Directions for this task -> From the items below, write out as a numbered list every line starting at the one that contains "For the trial run, indicate each instance of the dirt ground" and ending at the one that contains "x=126 y=140", both included. Leave out blank lines.

============================================================

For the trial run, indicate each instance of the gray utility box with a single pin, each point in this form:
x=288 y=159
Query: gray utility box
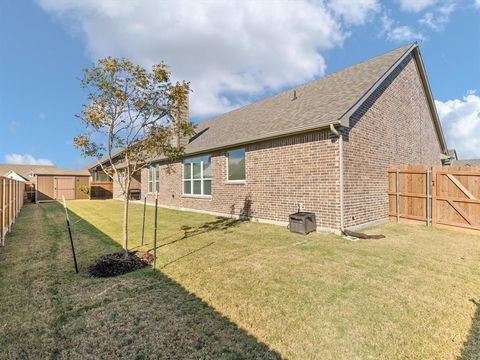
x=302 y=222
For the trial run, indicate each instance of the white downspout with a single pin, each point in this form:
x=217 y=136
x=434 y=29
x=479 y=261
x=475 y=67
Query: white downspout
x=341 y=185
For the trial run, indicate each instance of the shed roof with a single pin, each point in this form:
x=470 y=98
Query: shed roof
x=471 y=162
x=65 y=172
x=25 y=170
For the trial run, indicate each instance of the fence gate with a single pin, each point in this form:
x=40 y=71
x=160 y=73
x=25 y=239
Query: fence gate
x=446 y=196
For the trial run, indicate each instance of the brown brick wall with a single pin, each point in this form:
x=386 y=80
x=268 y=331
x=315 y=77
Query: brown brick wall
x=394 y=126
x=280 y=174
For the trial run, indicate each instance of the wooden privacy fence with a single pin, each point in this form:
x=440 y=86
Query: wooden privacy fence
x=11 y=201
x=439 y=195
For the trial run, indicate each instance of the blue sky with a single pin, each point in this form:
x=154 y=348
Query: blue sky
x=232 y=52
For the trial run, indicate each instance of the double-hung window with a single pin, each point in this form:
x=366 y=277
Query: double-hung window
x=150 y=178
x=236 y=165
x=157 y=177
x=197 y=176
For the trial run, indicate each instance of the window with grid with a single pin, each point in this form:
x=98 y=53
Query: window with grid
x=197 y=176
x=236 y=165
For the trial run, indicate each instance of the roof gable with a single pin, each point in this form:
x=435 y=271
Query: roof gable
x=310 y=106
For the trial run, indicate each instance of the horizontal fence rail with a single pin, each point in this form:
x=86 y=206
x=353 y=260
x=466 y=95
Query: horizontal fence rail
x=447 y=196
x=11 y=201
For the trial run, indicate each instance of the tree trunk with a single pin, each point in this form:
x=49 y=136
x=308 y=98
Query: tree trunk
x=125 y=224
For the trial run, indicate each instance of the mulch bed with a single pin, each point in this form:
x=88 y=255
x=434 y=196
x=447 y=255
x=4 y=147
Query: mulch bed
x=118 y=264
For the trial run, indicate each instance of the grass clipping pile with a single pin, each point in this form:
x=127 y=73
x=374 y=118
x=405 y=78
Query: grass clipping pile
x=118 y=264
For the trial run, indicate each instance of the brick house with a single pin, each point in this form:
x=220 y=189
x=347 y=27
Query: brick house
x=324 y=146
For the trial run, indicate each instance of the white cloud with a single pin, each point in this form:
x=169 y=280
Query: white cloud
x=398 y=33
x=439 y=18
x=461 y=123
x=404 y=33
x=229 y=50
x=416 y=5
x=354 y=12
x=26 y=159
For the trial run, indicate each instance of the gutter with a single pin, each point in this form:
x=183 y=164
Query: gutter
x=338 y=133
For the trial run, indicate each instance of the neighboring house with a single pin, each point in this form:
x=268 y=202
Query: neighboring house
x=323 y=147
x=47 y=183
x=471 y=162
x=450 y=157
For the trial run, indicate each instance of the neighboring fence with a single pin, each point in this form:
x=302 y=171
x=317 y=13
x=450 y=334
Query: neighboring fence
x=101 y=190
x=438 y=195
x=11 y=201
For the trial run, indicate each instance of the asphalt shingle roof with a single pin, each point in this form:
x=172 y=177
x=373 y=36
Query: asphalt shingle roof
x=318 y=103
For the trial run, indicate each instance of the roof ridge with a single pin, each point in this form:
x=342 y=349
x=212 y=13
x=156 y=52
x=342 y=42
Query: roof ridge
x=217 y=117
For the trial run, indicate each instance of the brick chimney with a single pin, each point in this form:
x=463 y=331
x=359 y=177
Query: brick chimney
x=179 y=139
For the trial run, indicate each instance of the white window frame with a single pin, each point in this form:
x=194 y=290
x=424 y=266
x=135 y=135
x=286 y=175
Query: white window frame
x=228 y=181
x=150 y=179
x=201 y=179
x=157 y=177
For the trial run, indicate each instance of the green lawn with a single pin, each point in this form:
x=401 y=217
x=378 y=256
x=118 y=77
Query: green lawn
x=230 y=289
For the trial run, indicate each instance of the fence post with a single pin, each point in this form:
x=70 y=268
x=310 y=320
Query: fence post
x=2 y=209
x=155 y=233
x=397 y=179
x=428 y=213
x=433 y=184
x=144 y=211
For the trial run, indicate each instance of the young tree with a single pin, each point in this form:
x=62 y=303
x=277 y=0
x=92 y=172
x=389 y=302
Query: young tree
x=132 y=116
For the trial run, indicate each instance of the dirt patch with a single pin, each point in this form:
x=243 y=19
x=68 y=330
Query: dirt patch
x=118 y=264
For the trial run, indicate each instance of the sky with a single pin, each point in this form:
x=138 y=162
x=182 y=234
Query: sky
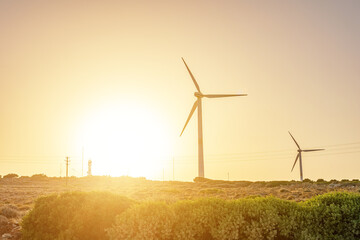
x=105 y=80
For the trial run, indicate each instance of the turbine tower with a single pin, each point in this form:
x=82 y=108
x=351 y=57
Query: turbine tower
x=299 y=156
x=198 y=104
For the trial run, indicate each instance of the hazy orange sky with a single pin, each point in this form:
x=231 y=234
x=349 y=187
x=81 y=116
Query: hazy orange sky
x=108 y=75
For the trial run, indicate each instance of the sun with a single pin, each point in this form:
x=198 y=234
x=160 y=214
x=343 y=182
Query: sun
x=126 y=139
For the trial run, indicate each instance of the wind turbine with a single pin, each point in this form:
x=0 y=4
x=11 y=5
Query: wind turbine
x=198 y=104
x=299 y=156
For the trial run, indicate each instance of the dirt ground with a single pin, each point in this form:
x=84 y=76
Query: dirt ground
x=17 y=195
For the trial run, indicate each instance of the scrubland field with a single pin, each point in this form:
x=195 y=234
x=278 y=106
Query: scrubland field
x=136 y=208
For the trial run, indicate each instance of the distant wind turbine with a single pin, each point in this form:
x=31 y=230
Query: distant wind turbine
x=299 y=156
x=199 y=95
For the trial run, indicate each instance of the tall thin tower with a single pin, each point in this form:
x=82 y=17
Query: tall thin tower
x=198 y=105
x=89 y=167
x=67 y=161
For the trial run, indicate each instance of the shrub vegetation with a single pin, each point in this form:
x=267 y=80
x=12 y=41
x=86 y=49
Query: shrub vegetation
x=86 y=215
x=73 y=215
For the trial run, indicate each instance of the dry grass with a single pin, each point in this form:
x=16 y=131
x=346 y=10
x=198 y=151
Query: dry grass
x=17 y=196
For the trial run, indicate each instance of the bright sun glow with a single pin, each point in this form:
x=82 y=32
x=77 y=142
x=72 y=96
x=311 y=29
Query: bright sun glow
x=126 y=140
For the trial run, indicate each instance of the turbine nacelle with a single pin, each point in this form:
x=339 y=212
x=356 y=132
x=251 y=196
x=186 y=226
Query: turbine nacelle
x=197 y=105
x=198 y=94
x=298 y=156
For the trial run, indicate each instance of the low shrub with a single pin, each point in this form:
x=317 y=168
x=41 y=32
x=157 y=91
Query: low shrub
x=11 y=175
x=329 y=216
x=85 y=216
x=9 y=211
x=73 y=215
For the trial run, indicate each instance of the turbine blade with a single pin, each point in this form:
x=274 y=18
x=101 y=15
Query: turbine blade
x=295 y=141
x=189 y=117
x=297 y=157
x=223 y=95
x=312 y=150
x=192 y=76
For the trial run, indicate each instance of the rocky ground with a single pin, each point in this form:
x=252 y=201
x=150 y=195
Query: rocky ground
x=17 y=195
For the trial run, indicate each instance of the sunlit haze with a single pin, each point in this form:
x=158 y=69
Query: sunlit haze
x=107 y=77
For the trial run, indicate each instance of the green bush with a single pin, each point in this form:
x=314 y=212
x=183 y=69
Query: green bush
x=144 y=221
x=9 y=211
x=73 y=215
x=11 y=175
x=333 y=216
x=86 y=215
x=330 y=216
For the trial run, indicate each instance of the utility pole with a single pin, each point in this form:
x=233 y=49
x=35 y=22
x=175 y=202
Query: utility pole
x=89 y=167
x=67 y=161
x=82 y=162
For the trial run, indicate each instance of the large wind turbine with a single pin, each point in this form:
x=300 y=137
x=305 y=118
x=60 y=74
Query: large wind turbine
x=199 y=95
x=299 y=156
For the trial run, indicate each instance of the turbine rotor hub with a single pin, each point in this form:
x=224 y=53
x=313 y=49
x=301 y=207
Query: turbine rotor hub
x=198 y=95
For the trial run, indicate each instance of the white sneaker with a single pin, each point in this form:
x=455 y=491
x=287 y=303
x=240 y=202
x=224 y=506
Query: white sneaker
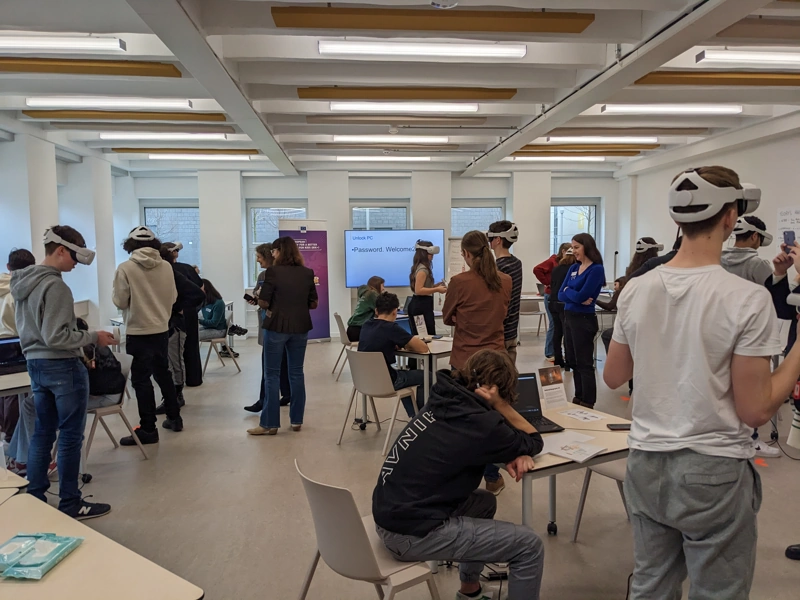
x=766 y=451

============================================================

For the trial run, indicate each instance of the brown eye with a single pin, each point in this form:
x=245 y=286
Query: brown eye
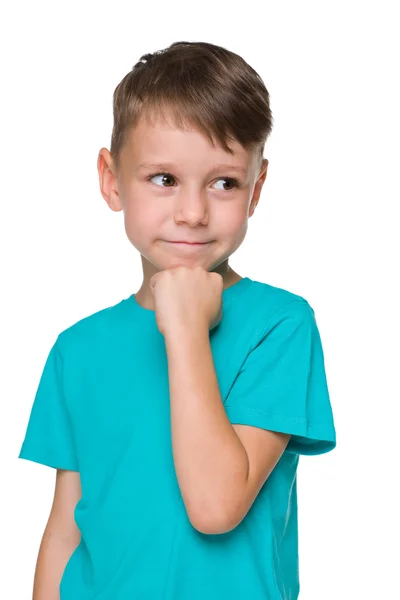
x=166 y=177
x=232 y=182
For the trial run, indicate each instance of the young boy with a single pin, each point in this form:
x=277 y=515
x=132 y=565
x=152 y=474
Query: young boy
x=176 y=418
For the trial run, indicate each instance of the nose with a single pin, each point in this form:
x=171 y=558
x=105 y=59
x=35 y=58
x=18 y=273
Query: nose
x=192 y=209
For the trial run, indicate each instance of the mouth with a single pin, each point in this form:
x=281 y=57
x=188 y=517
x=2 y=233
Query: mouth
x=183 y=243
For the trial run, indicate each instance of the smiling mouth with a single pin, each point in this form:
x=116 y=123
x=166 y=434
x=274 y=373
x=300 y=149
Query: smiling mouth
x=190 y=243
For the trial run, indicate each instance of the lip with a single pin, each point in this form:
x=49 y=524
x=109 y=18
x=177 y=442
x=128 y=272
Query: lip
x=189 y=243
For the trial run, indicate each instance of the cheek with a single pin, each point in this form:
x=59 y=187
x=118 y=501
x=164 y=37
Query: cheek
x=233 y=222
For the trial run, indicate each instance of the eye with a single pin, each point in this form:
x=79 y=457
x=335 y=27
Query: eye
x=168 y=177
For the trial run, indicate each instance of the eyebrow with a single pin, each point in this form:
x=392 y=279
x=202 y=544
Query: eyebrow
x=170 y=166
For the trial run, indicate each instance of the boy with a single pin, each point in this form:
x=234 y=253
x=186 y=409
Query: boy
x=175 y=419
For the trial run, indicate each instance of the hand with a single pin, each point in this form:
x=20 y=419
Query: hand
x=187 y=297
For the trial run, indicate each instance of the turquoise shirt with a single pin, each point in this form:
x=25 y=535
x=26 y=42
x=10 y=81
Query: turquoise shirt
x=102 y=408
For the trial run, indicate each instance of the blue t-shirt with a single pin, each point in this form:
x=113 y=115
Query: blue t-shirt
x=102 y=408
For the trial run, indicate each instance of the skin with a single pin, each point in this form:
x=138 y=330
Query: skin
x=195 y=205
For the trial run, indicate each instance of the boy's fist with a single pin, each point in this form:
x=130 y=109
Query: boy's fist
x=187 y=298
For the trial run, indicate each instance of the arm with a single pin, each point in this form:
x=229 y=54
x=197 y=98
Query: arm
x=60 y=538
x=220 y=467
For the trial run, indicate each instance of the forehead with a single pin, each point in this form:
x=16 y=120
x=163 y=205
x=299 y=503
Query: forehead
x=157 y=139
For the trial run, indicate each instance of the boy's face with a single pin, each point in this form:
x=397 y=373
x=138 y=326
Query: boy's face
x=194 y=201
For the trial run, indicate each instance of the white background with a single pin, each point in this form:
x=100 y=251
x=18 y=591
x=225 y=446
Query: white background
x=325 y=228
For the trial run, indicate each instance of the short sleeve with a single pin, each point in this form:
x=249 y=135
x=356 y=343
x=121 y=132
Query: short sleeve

============================================================

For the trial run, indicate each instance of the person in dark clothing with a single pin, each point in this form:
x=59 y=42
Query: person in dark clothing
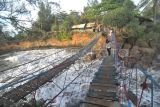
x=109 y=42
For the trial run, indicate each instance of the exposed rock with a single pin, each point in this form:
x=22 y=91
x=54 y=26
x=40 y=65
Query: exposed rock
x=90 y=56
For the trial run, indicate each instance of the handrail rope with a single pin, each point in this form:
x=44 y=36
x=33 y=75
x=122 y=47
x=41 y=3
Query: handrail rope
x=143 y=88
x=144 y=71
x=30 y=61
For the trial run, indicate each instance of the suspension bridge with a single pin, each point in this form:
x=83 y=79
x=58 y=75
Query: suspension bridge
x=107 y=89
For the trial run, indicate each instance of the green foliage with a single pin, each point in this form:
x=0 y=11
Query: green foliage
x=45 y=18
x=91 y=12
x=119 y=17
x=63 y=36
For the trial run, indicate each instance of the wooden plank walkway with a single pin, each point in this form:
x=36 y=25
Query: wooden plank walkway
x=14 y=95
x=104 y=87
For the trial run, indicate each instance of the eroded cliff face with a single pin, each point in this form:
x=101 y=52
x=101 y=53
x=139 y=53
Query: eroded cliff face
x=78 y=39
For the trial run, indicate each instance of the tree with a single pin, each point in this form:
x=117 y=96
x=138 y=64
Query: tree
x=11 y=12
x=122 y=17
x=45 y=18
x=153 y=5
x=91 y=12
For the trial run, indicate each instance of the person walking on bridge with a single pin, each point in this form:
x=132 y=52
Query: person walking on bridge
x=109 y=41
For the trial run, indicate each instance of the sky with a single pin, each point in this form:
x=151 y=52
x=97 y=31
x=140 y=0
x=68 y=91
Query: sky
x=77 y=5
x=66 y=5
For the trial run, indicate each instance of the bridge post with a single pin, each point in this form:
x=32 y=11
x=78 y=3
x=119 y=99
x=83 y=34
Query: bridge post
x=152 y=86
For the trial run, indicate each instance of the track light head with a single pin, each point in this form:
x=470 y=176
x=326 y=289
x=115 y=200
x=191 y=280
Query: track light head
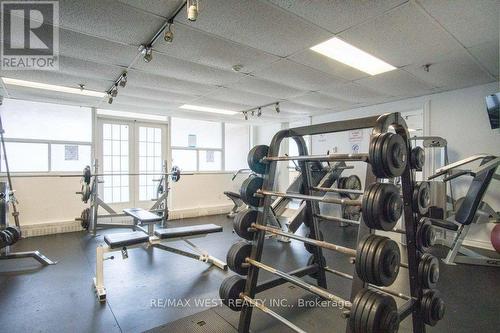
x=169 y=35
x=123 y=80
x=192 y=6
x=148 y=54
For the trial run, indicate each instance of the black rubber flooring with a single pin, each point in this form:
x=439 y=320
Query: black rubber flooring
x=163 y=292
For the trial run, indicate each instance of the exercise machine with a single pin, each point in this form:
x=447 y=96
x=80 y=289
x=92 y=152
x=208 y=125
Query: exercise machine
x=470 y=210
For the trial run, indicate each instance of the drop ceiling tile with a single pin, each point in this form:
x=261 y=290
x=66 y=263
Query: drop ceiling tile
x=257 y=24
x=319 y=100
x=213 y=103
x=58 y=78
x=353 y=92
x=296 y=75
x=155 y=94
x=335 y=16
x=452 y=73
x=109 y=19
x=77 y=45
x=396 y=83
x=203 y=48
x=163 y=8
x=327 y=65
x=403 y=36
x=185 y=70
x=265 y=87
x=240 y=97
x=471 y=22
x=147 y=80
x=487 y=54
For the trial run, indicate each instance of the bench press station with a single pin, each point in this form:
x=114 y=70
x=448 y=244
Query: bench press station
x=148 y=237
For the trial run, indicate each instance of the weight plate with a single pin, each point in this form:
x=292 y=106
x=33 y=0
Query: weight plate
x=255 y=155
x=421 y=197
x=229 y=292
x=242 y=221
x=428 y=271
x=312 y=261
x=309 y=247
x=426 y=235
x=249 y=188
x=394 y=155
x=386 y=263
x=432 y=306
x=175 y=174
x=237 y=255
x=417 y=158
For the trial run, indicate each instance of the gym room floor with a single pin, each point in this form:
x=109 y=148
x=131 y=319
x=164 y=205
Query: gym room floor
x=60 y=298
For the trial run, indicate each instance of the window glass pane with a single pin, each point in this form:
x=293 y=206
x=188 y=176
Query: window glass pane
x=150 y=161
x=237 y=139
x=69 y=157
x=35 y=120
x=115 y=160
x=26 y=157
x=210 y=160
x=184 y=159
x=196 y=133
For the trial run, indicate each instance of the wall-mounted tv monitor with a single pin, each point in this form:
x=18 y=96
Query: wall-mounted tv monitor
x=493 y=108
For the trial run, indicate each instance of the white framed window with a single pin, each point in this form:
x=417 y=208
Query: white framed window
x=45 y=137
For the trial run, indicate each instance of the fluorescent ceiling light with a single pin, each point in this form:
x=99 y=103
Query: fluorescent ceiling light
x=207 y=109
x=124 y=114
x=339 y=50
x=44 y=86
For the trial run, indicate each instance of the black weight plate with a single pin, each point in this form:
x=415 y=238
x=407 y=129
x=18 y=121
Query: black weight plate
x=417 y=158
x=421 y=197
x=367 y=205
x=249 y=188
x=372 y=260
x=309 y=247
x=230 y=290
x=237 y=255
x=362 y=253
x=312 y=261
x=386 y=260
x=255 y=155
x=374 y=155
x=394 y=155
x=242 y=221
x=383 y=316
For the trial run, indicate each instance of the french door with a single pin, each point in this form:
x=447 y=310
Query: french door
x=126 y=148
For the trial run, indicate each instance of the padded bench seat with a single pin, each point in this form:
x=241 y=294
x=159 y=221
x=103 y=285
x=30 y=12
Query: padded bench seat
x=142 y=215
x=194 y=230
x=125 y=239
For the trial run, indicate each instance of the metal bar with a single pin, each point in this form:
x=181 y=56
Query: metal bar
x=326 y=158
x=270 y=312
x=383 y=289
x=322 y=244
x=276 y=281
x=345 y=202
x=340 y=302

============================================================

Exercise result ->
1. For the trial run, indicate each instance of the dirt ground with a single pin, each point in this form:
2. x=84 y=76
3. Query: dirt ground
4. x=17 y=195
5. For the trial run, indicate each instance of the scrubland field with a single pin, each point in this form:
6. x=195 y=234
7. x=278 y=106
8. Query: scrubland field
9. x=136 y=208
10. For the trial run, indicate each instance of the distant wind turbine with a single pin, each point in this form:
11. x=31 y=230
12. Query: distant wind turbine
13. x=299 y=156
14. x=199 y=95
15. For the trial run, indicate each instance of the tall thin tower with a single pin, each point in this form:
16. x=82 y=17
17. Query: tall thin tower
18. x=198 y=105
19. x=89 y=167
20. x=67 y=161
21. For the trial run, indicate each instance of the shrub vegetation with a single pin, each point in this form:
22. x=267 y=80
23. x=12 y=41
24. x=86 y=49
25. Query: shrub vegetation
26. x=86 y=215
27. x=73 y=215
28. For the trial run, indicate each instance of the dry grass with a single pin, each point in this form:
29. x=16 y=131
30. x=346 y=10
31. x=198 y=151
32. Query: dry grass
33. x=17 y=196
34. For the trial run, indicate each instance of the bright sun glow with a single pin, each point in this form:
35. x=82 y=32
36. x=77 y=142
37. x=72 y=96
38. x=311 y=29
39. Query: bright sun glow
40. x=126 y=140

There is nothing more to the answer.